**Brief**
Reproduce exactly the lines from the one that holds "If you could pick out the small rock" through the last line of the entries, both ends included, but not the pictures.

Natural language region descriptions
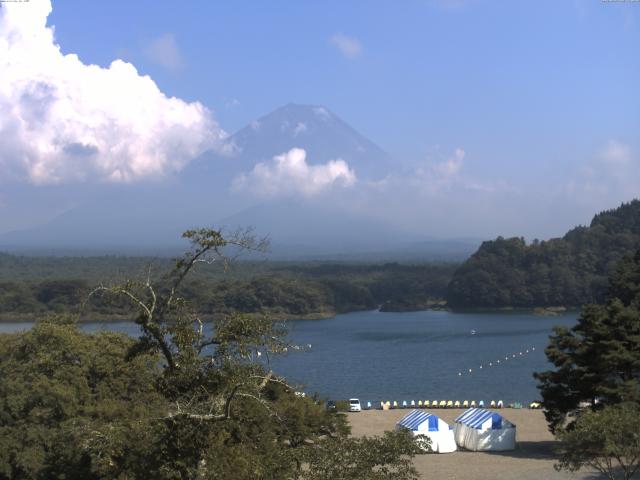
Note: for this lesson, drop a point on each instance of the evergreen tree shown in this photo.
(597, 361)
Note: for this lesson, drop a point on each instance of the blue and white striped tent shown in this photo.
(431, 426)
(417, 420)
(478, 418)
(480, 429)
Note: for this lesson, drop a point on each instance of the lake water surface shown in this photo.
(410, 356)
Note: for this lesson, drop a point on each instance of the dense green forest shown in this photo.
(31, 287)
(567, 271)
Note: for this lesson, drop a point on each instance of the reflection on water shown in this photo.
(410, 356)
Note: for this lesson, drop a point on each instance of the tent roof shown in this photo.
(415, 418)
(475, 417)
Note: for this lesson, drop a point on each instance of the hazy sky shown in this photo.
(530, 109)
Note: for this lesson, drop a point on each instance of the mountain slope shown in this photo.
(570, 271)
(152, 215)
(317, 130)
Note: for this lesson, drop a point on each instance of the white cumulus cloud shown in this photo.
(350, 47)
(62, 120)
(290, 174)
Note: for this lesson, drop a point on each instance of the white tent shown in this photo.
(432, 427)
(479, 429)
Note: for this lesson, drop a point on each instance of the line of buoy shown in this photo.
(506, 358)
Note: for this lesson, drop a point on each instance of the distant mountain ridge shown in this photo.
(316, 129)
(150, 217)
(568, 271)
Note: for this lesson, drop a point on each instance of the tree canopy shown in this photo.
(567, 271)
(597, 362)
(185, 400)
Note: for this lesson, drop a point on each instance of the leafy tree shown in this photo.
(569, 271)
(60, 389)
(188, 399)
(377, 458)
(607, 440)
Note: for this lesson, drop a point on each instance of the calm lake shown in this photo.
(410, 356)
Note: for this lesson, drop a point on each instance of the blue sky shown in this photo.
(522, 85)
(541, 98)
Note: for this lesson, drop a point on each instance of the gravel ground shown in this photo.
(533, 458)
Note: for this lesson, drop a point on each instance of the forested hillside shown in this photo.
(568, 271)
(32, 287)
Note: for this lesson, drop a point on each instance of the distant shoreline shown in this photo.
(284, 317)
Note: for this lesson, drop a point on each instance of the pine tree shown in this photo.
(597, 361)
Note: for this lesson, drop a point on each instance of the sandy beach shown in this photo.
(532, 460)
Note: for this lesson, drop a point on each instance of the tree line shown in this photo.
(568, 271)
(31, 287)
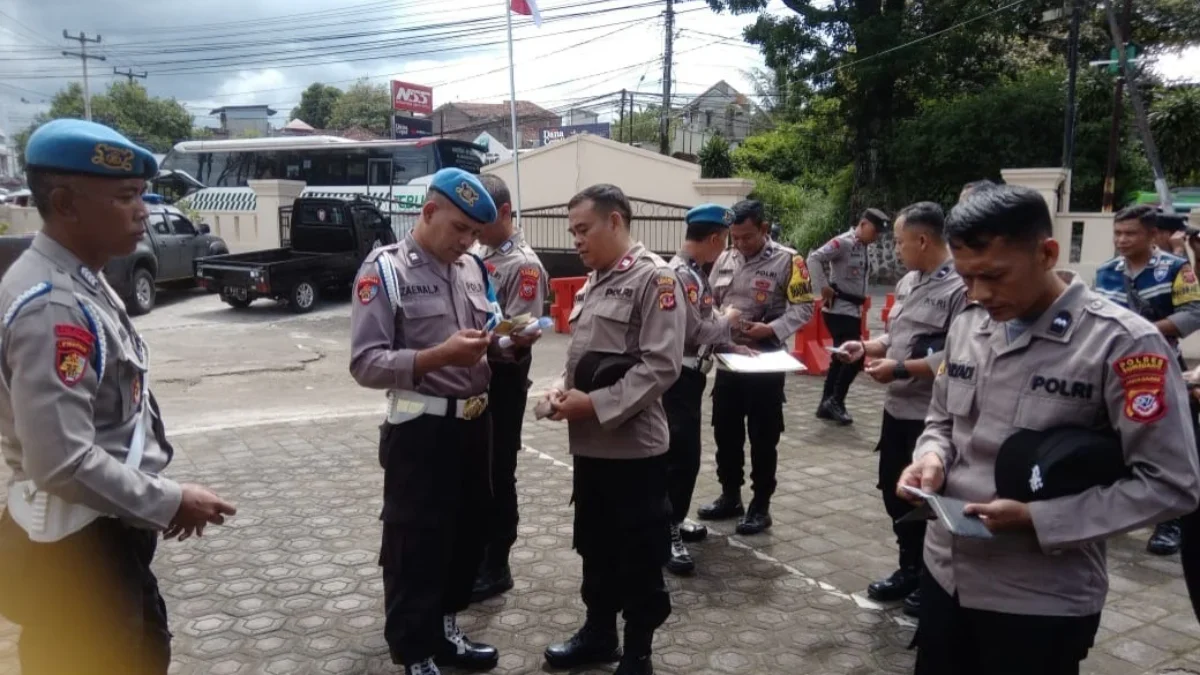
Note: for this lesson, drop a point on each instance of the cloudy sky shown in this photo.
(209, 53)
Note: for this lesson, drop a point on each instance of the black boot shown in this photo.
(757, 518)
(1167, 538)
(495, 575)
(679, 563)
(592, 644)
(725, 507)
(457, 650)
(895, 587)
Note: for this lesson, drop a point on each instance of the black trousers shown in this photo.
(898, 440)
(682, 402)
(87, 604)
(753, 402)
(437, 485)
(841, 375)
(508, 395)
(622, 532)
(953, 640)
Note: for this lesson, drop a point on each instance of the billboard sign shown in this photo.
(561, 132)
(412, 97)
(411, 127)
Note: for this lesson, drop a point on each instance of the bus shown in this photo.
(216, 174)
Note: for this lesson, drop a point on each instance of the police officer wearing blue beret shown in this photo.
(420, 329)
(82, 430)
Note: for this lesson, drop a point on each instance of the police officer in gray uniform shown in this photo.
(905, 358)
(844, 291)
(81, 430)
(420, 328)
(768, 284)
(521, 288)
(1038, 351)
(628, 310)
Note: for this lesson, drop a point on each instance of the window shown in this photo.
(180, 225)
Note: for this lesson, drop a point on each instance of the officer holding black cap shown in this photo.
(420, 328)
(625, 351)
(844, 291)
(1036, 351)
(81, 429)
(707, 332)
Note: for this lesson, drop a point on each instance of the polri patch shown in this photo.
(72, 348)
(1143, 378)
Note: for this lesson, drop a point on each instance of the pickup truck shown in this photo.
(162, 257)
(329, 239)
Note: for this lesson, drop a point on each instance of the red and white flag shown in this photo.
(527, 7)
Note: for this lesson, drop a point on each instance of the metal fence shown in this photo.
(657, 225)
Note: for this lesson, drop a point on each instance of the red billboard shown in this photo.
(412, 97)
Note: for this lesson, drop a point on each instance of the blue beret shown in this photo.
(467, 192)
(711, 213)
(90, 148)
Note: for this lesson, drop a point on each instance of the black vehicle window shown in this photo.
(180, 225)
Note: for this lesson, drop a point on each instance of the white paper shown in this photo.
(766, 362)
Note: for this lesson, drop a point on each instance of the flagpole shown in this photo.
(513, 106)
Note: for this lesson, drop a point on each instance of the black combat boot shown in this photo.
(725, 507)
(459, 651)
(595, 643)
(757, 518)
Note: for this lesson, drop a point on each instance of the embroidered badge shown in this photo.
(528, 286)
(71, 352)
(1143, 377)
(666, 299)
(117, 159)
(467, 193)
(367, 288)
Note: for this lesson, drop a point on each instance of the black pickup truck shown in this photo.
(329, 239)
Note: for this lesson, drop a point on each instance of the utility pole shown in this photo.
(665, 120)
(1110, 174)
(621, 121)
(130, 73)
(1068, 132)
(83, 55)
(1139, 108)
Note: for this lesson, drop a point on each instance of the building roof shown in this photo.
(225, 108)
(478, 111)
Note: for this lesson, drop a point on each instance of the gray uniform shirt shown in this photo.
(66, 425)
(846, 257)
(630, 309)
(771, 287)
(435, 302)
(705, 326)
(1085, 362)
(924, 306)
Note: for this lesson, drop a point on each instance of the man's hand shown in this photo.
(465, 347)
(928, 475)
(851, 351)
(882, 370)
(573, 406)
(1002, 514)
(756, 330)
(197, 508)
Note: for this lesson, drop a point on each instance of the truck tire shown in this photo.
(303, 297)
(142, 292)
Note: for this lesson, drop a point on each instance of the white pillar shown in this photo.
(271, 195)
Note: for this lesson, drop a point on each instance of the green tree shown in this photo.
(317, 105)
(364, 105)
(149, 120)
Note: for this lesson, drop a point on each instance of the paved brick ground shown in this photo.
(292, 585)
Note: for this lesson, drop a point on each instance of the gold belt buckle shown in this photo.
(473, 407)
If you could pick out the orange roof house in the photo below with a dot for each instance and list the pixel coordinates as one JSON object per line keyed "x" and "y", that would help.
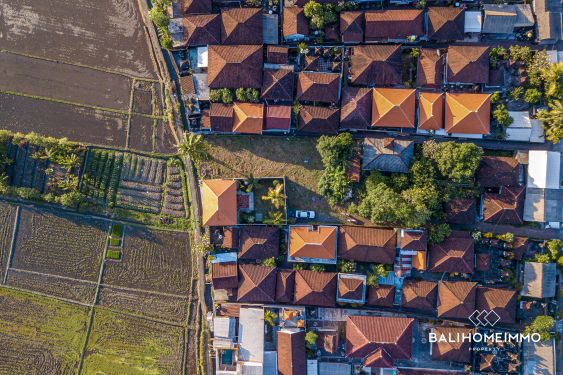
{"x": 393, "y": 108}
{"x": 219, "y": 201}
{"x": 467, "y": 113}
{"x": 312, "y": 244}
{"x": 430, "y": 111}
{"x": 248, "y": 118}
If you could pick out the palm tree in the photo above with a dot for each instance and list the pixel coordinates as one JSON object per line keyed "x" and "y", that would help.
{"x": 276, "y": 196}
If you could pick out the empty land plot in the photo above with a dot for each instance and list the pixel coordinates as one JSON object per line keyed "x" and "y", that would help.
{"x": 295, "y": 158}
{"x": 63, "y": 82}
{"x": 39, "y": 335}
{"x": 59, "y": 120}
{"x": 60, "y": 244}
{"x": 120, "y": 344}
{"x": 152, "y": 260}
{"x": 106, "y": 34}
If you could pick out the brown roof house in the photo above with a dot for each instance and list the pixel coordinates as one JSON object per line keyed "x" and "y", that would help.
{"x": 365, "y": 244}
{"x": 501, "y": 301}
{"x": 456, "y": 299}
{"x": 355, "y": 113}
{"x": 241, "y": 26}
{"x": 393, "y": 108}
{"x": 318, "y": 120}
{"x": 387, "y": 155}
{"x": 467, "y": 113}
{"x": 430, "y": 67}
{"x": 203, "y": 29}
{"x": 455, "y": 254}
{"x": 351, "y": 288}
{"x": 318, "y": 87}
{"x": 257, "y": 284}
{"x": 505, "y": 207}
{"x": 446, "y": 23}
{"x": 420, "y": 295}
{"x": 315, "y": 288}
{"x": 376, "y": 65}
{"x": 393, "y": 25}
{"x": 450, "y": 346}
{"x": 312, "y": 244}
{"x": 235, "y": 66}
{"x": 468, "y": 64}
{"x": 379, "y": 341}
{"x": 292, "y": 357}
{"x": 259, "y": 242}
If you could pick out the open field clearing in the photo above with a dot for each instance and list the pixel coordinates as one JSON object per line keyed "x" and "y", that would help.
{"x": 106, "y": 34}
{"x": 64, "y": 82}
{"x": 295, "y": 158}
{"x": 79, "y": 124}
{"x": 39, "y": 335}
{"x": 120, "y": 344}
{"x": 60, "y": 244}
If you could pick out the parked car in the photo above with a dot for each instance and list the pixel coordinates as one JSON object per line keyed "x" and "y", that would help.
{"x": 300, "y": 214}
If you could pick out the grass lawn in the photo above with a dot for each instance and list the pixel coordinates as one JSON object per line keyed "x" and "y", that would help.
{"x": 295, "y": 158}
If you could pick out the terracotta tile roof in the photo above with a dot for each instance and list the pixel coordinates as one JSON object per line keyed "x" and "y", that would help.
{"x": 248, "y": 118}
{"x": 292, "y": 358}
{"x": 224, "y": 275}
{"x": 376, "y": 65}
{"x": 277, "y": 54}
{"x": 365, "y": 244}
{"x": 446, "y": 23}
{"x": 393, "y": 108}
{"x": 318, "y": 87}
{"x": 393, "y": 24}
{"x": 455, "y": 254}
{"x": 285, "y": 286}
{"x": 294, "y": 21}
{"x": 278, "y": 84}
{"x": 256, "y": 283}
{"x": 201, "y": 30}
{"x": 506, "y": 207}
{"x": 467, "y": 113}
{"x": 456, "y": 350}
{"x": 352, "y": 27}
{"x": 241, "y": 26}
{"x": 497, "y": 171}
{"x": 456, "y": 299}
{"x": 420, "y": 295}
{"x": 356, "y": 108}
{"x": 381, "y": 295}
{"x": 468, "y": 64}
{"x": 219, "y": 202}
{"x": 366, "y": 334}
{"x": 235, "y": 66}
{"x": 318, "y": 120}
{"x": 430, "y": 67}
{"x": 461, "y": 211}
{"x": 196, "y": 6}
{"x": 502, "y": 301}
{"x": 278, "y": 117}
{"x": 221, "y": 117}
{"x": 315, "y": 288}
{"x": 308, "y": 242}
{"x": 259, "y": 242}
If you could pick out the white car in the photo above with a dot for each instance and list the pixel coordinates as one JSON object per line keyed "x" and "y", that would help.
{"x": 300, "y": 214}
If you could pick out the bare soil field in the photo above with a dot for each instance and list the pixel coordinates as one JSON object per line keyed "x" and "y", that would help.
{"x": 152, "y": 260}
{"x": 60, "y": 244}
{"x": 120, "y": 344}
{"x": 79, "y": 124}
{"x": 39, "y": 335}
{"x": 64, "y": 82}
{"x": 106, "y": 34}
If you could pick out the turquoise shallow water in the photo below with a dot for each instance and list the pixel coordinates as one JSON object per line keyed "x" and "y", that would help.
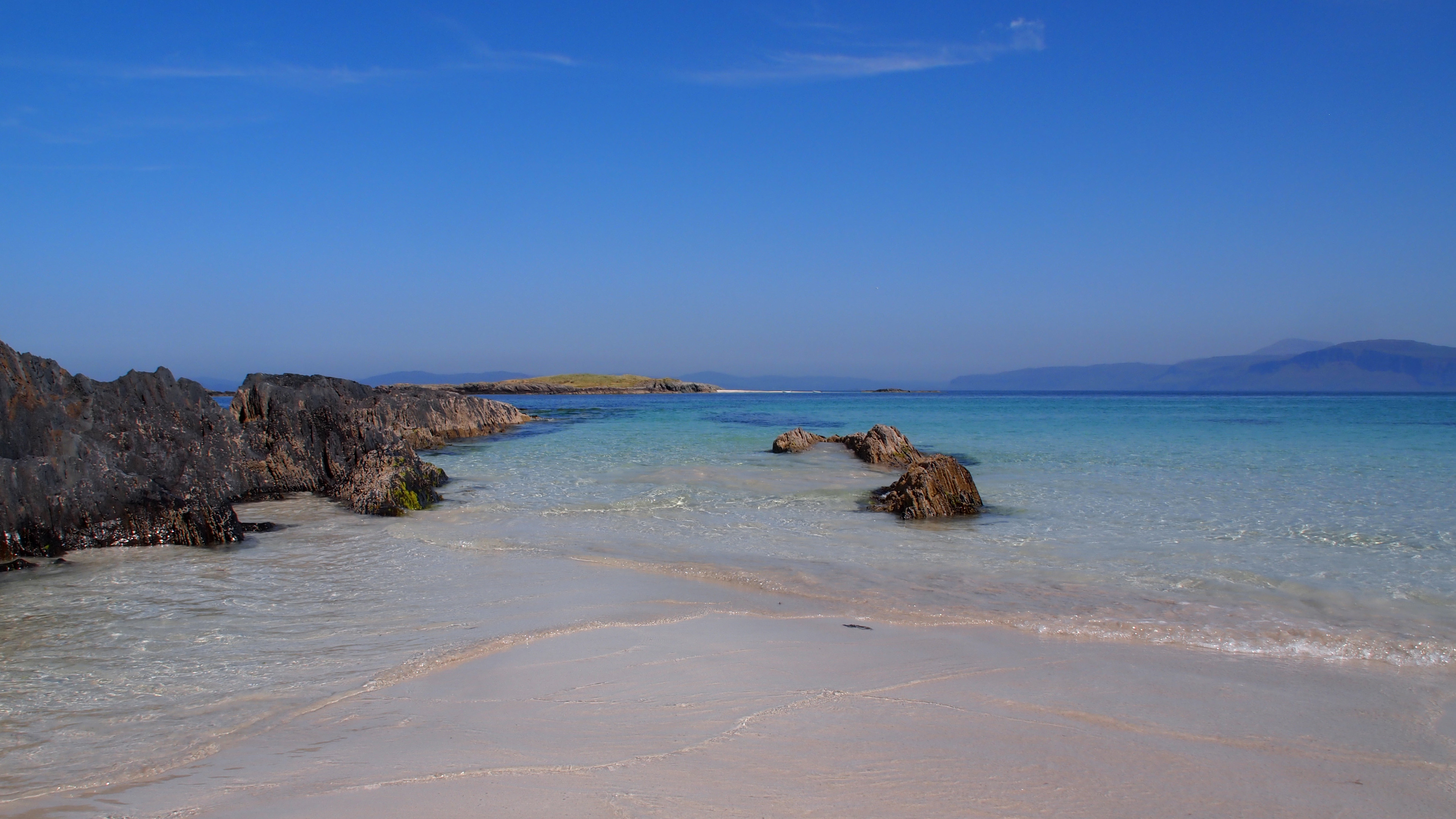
{"x": 1292, "y": 527}
{"x": 1315, "y": 525}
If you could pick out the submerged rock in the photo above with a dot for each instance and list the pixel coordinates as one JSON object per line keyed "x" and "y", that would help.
{"x": 882, "y": 445}
{"x": 932, "y": 486}
{"x": 155, "y": 460}
{"x": 356, "y": 442}
{"x": 935, "y": 486}
{"x": 797, "y": 441}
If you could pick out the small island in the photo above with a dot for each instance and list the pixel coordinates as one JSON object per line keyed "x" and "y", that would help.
{"x": 582, "y": 384}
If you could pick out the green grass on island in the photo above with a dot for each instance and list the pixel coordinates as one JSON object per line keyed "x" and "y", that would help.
{"x": 590, "y": 380}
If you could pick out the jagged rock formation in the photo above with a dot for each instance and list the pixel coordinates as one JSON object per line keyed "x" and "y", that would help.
{"x": 797, "y": 441}
{"x": 882, "y": 445}
{"x": 142, "y": 460}
{"x": 154, "y": 460}
{"x": 932, "y": 486}
{"x": 355, "y": 442}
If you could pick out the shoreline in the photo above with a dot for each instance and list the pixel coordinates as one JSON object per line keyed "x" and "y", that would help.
{"x": 940, "y": 720}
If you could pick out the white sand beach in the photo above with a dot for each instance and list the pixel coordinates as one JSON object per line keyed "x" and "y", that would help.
{"x": 731, "y": 715}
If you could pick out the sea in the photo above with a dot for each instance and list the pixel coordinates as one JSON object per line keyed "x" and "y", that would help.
{"x": 1314, "y": 527}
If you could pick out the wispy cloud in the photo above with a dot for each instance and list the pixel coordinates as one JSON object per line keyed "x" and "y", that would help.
{"x": 797, "y": 66}
{"x": 488, "y": 57}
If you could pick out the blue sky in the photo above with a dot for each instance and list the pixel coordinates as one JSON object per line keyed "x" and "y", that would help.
{"x": 918, "y": 190}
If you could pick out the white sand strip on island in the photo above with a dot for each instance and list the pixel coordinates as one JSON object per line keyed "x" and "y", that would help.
{"x": 730, "y": 715}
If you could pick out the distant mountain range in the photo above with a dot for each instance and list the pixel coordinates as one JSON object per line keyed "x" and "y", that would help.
{"x": 1355, "y": 366}
{"x": 1293, "y": 365}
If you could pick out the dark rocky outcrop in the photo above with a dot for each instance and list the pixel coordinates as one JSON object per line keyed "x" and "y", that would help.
{"x": 355, "y": 442}
{"x": 882, "y": 445}
{"x": 932, "y": 486}
{"x": 797, "y": 441}
{"x": 154, "y": 460}
{"x": 142, "y": 460}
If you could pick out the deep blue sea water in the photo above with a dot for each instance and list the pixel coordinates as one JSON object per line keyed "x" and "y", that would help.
{"x": 1291, "y": 527}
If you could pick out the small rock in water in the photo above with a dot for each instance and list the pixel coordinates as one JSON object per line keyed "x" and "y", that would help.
{"x": 934, "y": 487}
{"x": 799, "y": 439}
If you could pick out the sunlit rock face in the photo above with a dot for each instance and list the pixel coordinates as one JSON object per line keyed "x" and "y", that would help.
{"x": 154, "y": 460}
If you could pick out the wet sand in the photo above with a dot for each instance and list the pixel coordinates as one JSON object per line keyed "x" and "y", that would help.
{"x": 736, "y": 715}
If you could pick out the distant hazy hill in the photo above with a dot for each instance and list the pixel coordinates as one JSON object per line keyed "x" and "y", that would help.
{"x": 417, "y": 377}
{"x": 1356, "y": 366}
{"x": 1292, "y": 347}
{"x": 806, "y": 384}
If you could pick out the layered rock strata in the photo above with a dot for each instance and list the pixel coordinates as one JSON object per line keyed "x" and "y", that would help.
{"x": 932, "y": 486}
{"x": 142, "y": 460}
{"x": 355, "y": 442}
{"x": 935, "y": 486}
{"x": 154, "y": 460}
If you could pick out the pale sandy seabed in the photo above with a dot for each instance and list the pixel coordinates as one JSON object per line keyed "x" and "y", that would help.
{"x": 683, "y": 706}
{"x": 644, "y": 615}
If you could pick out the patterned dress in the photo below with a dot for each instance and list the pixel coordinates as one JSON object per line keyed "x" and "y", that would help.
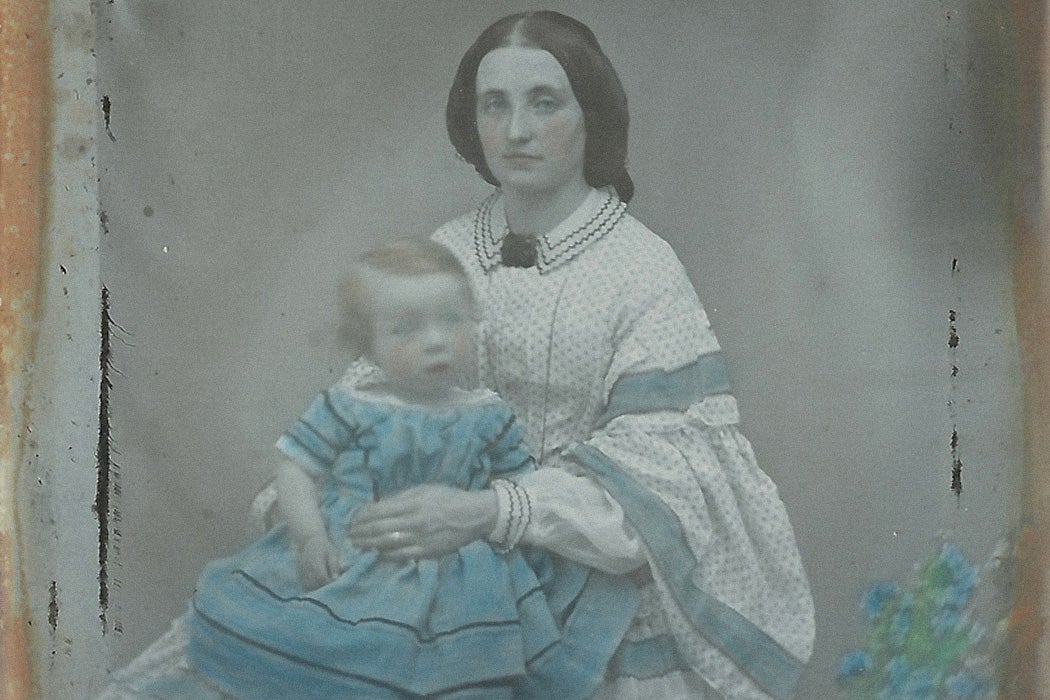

**Exercise result**
If you could pick out the small rock in water in the photo above with a dot for each instance and list the pixel coordinates as one JSON object per line keyed "x" and "y", that would help.
{"x": 934, "y": 487}
{"x": 799, "y": 439}
If you could pick out the sunlit rock face in the photo above with a dot for each instance and list the pixel coordinates as one JSON object per line keyed "x" and "y", that would help.
{"x": 154, "y": 460}
If you could pick out the wet sand in the photo above with a dot for each instance and list the pixel coordinates as one JSON object per line keyed "x" and "y", that would help.
{"x": 736, "y": 715}
If you could pick out the distant hazy hill in the photo above with a dot for each instance and list the pixel coordinates as one JSON object per line keyed "x" and "y", that would help.
{"x": 417, "y": 377}
{"x": 1356, "y": 366}
{"x": 1292, "y": 347}
{"x": 806, "y": 384}
If you could pick out the layered rock strata in the photo above with a dot for each instance and list the pixel coordinates as one JSON object per line keyed "x" and "y", that would help.
{"x": 932, "y": 486}
{"x": 142, "y": 460}
{"x": 355, "y": 442}
{"x": 935, "y": 486}
{"x": 154, "y": 460}
If you could pick out the pale sandy seabed in the photo above with a dot for each instance and list the pixel coordinates as one JSON object per line keyed "x" and "y", that would help.
{"x": 683, "y": 706}
{"x": 644, "y": 615}
If you could pick out the patterned dress in the photo below with a dot for each instance and list the pixel coordinates as one JSON object per line keyed "x" and "y", that would help.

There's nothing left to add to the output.